# Ceiling Fan Light



## rsrsatx (Jan 12, 2009)

I have a new home with a ceiling fan in the study.  The lights are really dim.  There are 2 60W bulbs with an intermediate base.  I was thinking of replacing the bulbs, but cannot find any 75W bulbs with an intermediate base.  Any ideas?


----------



## triple D (Jan 12, 2009)

Did you look at the sticker on the light sockets ? I think they are 60w max. Maybe check your voltage to verify 120v. Then maybe look at another fan? Good luck....


----------



## glennjanie (Jan 12, 2009)

Welcome RSRSATX:
If your light has 'soft white' or frosted bulbs in it, you could use clear bulbs of the same size for a minimal gain in lighting.
Glenn


----------



## ciera (Jan 13, 2009)

Try going with compact florescent bulbs. You can get a 20W CFL with an intermediate base, and the output is equivalent to a 75W incandescent. You can probably get even higher wattage than that if you shop online.


----------



## triple D (Jan 14, 2009)

If you choose a c.f.l. make sure your light is not on a dimmer. Most of the c.f.l.'s are not compatible with dimmers. Good luck....


----------



## SavvyCat (Mar 16, 2009)

One of the reasons I've stayed away from CFLs is because I like dimmers and have one everywhere excepts closets and the kitchen.  But I did find a web site that has a good selection of instant on and dimmable CFLs at 1000 Bulbs 

The former owners had standard CFLs everywhere, and I took them all out and gave them to my "green" boss.  I still can't figure the lesser of two evils between energy use of incandescents and disposal of CFLs.


----------



## kok328 (Mar 16, 2009)

You won't find bulbs greater than 60W in an intermediate base.  This is to prevent you from burning down your home.  A non-dimmer, CFL is the best way to get more light but, depending on the fixture and personal taste, it may not look that great (the CFL's that is).


----------



## SavvyCat (Mar 18, 2009)

kok328, I actually had a run-in with this actually trying to find a light kit with standard base sockets.  I was not aware that they not only stopped making bulbs greater than 60W in an intermediate or candelabra base, but that you cannot get fan light kits with a standard base for just the reason that they do not want you to be able to put a higher wattage bulbs in them.  I'm guessing quite the number of houses burned down.  I had been trying to find a standard base light kit to replace one that didn't match the second fan in the room.  Every time I looked, they were all candelabra and one miserably beat up box with a standard base in it I didn't want to touch.  Once I finally found someone to help, he told me about the changes.  I snagged that ratty old box right quick!

It's not that I intend to use greater than 60W--in fact I almost never even use those lights--but I just don't want to have to keep a gazillion different kinds of lightbulbs around.  

FYI, the guy pointed out how easy it was to replace the sockets in the fixture should I have the need down the road...


----------



## Johnboy555 (Mar 19, 2009)

Considering everything...would it be easier and cheaper to just replace the light fixture on the fan??  Most lighting an big box stores have  light fixtures available separately, made for fans.  Also, check the dimmer. If it's in the fan itself it may be going bad.


----------
****************************************
▶ **Task prompt**
In the ceiling fan light thread, what wattage of CFL with an intermediate base is said to match the output of a 75W incandescent bulb?
****************************************
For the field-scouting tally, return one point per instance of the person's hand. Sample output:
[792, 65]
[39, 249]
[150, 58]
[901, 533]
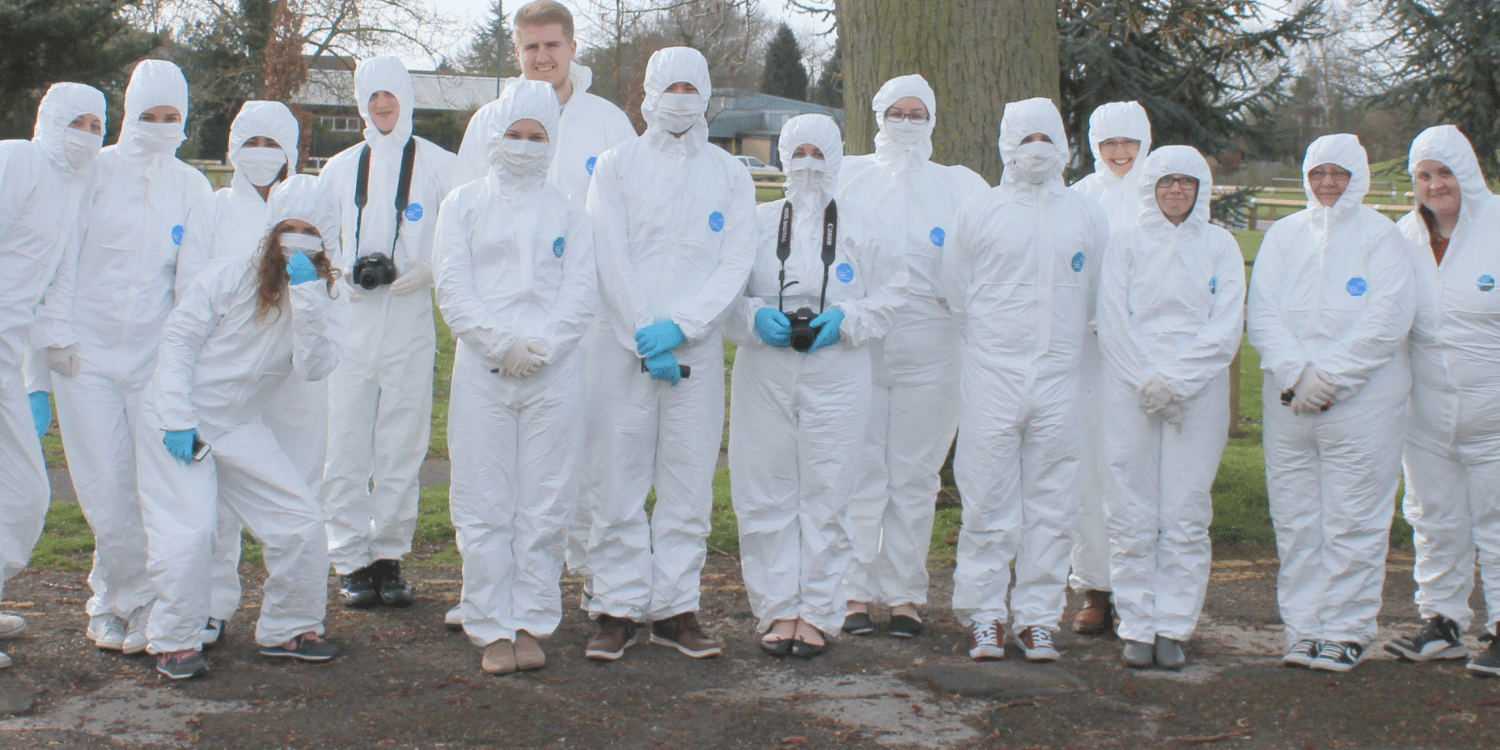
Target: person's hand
[659, 338]
[41, 411]
[179, 443]
[519, 360]
[300, 270]
[416, 279]
[827, 326]
[63, 360]
[773, 327]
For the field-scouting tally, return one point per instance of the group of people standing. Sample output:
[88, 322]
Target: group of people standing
[261, 359]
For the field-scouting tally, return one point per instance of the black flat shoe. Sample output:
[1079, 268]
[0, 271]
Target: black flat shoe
[858, 624]
[903, 626]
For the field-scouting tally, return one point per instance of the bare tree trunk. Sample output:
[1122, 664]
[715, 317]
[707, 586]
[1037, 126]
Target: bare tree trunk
[978, 54]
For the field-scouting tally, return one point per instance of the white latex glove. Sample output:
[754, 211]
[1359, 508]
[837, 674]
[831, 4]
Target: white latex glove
[417, 278]
[63, 360]
[1314, 390]
[519, 360]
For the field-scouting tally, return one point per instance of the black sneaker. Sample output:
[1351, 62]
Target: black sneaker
[393, 590]
[180, 665]
[1487, 662]
[359, 590]
[308, 647]
[1338, 656]
[1439, 639]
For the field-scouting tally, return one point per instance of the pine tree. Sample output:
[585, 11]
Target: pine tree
[783, 66]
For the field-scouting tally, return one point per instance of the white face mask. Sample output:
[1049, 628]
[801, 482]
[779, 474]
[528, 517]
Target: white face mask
[159, 137]
[296, 242]
[678, 113]
[522, 158]
[81, 147]
[261, 165]
[1037, 161]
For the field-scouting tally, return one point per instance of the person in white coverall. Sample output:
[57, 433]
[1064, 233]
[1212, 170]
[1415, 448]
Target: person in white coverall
[240, 329]
[1170, 318]
[1020, 272]
[231, 224]
[41, 186]
[1119, 137]
[380, 398]
[675, 231]
[914, 410]
[516, 284]
[101, 324]
[801, 398]
[1452, 443]
[1331, 303]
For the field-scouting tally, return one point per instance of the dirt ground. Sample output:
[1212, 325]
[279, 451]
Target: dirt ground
[405, 681]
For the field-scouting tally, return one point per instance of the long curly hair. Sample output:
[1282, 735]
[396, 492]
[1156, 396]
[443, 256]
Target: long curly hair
[270, 275]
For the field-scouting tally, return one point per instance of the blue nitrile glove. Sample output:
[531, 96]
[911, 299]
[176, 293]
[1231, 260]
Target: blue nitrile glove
[179, 443]
[773, 327]
[828, 335]
[41, 411]
[659, 338]
[300, 270]
[663, 366]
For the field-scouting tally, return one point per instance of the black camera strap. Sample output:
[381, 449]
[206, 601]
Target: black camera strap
[783, 249]
[362, 183]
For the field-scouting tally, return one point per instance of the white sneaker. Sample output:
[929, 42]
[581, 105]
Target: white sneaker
[107, 632]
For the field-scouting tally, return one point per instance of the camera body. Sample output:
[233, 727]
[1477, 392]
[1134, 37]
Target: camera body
[374, 270]
[803, 332]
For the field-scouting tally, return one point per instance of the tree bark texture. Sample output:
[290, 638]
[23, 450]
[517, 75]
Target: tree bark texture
[977, 54]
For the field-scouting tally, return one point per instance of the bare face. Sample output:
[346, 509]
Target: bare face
[1329, 182]
[545, 53]
[1119, 155]
[384, 111]
[1437, 188]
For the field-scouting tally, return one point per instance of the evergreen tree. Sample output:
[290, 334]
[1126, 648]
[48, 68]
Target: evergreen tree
[783, 66]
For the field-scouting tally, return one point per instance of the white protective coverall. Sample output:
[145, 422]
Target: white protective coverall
[219, 371]
[515, 260]
[915, 366]
[380, 398]
[675, 234]
[1332, 288]
[1020, 272]
[1452, 444]
[39, 195]
[1091, 546]
[231, 224]
[797, 419]
[110, 300]
[1172, 305]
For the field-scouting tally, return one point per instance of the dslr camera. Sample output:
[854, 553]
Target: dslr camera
[374, 270]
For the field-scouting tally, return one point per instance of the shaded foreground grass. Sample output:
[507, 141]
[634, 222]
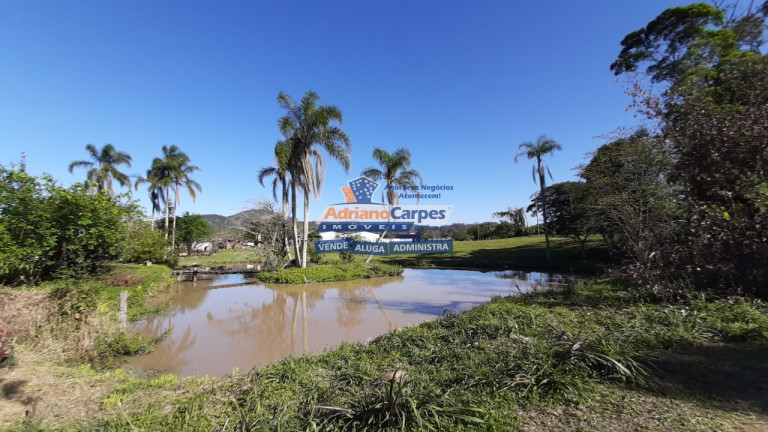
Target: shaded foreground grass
[329, 273]
[585, 357]
[60, 329]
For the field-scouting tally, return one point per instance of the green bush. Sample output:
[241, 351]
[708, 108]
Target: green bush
[143, 243]
[49, 231]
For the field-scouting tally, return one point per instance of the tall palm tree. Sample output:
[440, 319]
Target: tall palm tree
[176, 164]
[541, 148]
[282, 179]
[104, 165]
[395, 171]
[156, 182]
[308, 128]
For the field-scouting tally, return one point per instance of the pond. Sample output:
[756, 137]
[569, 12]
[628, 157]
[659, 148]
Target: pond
[230, 322]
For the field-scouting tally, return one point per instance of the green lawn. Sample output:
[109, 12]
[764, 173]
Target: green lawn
[519, 253]
[226, 256]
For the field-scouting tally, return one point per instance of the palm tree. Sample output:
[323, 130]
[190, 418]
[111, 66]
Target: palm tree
[307, 128]
[156, 182]
[282, 178]
[542, 147]
[104, 166]
[395, 171]
[176, 164]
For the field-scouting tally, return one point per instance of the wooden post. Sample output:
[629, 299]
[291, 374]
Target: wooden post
[122, 315]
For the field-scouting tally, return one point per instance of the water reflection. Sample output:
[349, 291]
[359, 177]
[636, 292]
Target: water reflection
[233, 322]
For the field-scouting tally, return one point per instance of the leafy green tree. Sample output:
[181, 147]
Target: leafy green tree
[104, 166]
[143, 243]
[628, 195]
[191, 229]
[47, 230]
[712, 61]
[515, 217]
[542, 147]
[308, 128]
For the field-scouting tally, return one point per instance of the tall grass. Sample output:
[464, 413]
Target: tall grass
[467, 371]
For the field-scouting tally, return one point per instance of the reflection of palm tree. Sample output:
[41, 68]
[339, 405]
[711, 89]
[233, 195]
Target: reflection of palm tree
[542, 147]
[349, 309]
[383, 311]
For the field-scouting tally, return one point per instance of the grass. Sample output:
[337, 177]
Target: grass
[329, 273]
[518, 253]
[586, 357]
[226, 256]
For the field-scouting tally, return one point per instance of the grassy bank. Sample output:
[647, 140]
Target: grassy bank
[64, 328]
[226, 256]
[587, 357]
[519, 253]
[329, 273]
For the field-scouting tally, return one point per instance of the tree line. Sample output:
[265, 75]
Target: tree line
[683, 202]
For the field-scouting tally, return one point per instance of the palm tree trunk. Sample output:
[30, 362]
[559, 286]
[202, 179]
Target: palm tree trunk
[175, 207]
[305, 234]
[293, 224]
[544, 209]
[286, 242]
[167, 210]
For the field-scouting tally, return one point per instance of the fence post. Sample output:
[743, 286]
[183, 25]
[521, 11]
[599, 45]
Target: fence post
[122, 316]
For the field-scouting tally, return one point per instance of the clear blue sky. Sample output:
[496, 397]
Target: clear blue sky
[461, 84]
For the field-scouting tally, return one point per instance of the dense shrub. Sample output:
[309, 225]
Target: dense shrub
[47, 230]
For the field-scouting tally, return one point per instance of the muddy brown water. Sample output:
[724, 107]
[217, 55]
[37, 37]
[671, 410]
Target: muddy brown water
[232, 323]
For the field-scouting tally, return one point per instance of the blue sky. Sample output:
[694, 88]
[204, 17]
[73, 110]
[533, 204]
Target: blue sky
[461, 84]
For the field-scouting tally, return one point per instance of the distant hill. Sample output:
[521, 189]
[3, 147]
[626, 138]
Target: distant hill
[220, 223]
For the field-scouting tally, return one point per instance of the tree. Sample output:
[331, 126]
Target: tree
[282, 180]
[629, 196]
[515, 216]
[541, 148]
[569, 212]
[712, 116]
[104, 166]
[395, 172]
[156, 182]
[309, 127]
[47, 230]
[174, 171]
[191, 229]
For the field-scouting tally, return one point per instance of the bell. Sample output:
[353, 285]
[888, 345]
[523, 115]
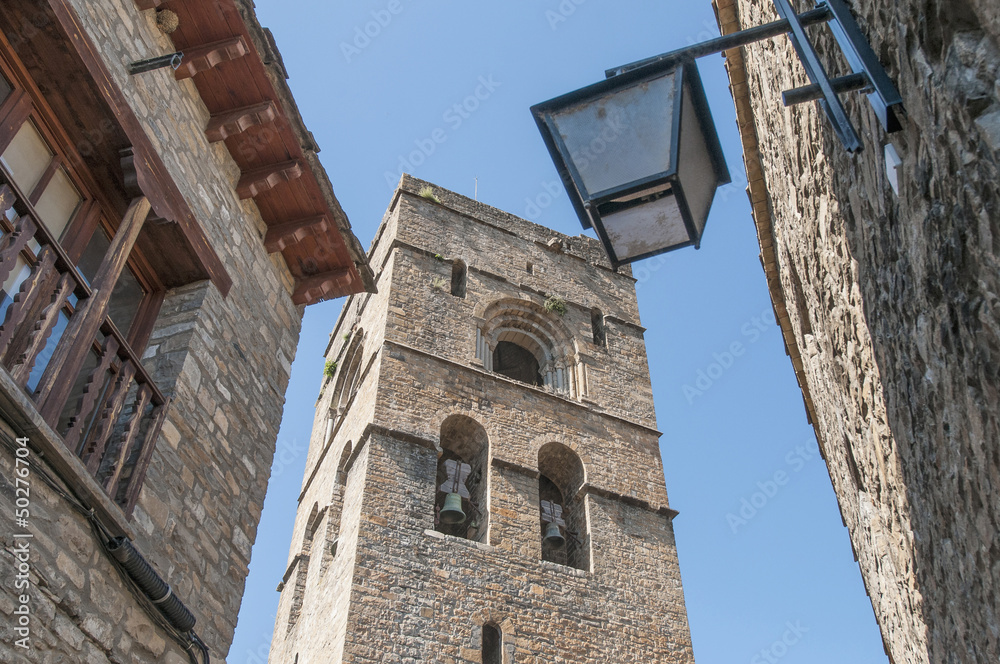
****************************************
▶ **Expected answer**
A 20W CFL.